- **Problem details**: Can you copy out, word for word, the lines running from the one containing "Objective — one point per instance of the foliage" through the one containing "[[509, 576]]", both of those included?

- **Input records**:

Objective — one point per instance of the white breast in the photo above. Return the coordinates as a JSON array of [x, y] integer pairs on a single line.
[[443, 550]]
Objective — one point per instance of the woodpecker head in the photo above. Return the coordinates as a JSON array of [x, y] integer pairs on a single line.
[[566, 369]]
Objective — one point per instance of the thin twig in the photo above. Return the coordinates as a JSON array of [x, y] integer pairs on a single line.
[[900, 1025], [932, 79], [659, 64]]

---

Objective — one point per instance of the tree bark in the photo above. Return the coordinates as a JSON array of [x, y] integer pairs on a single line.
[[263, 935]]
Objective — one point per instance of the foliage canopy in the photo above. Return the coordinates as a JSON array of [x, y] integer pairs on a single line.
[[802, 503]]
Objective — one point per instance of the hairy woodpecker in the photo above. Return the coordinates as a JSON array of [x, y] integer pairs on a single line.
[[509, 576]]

- **Solution for this problem**:
Objective — one point per instance of the foliage canopy in the photo above. Return the coordinates as a JSON array of [x, y] integer pairs on a single line.
[[802, 503]]
Objective — one point per instance of the hairy woodpecker in the photo above. Return the coordinates as a JSON array of [x, y] integer pairs on a single line.
[[509, 576]]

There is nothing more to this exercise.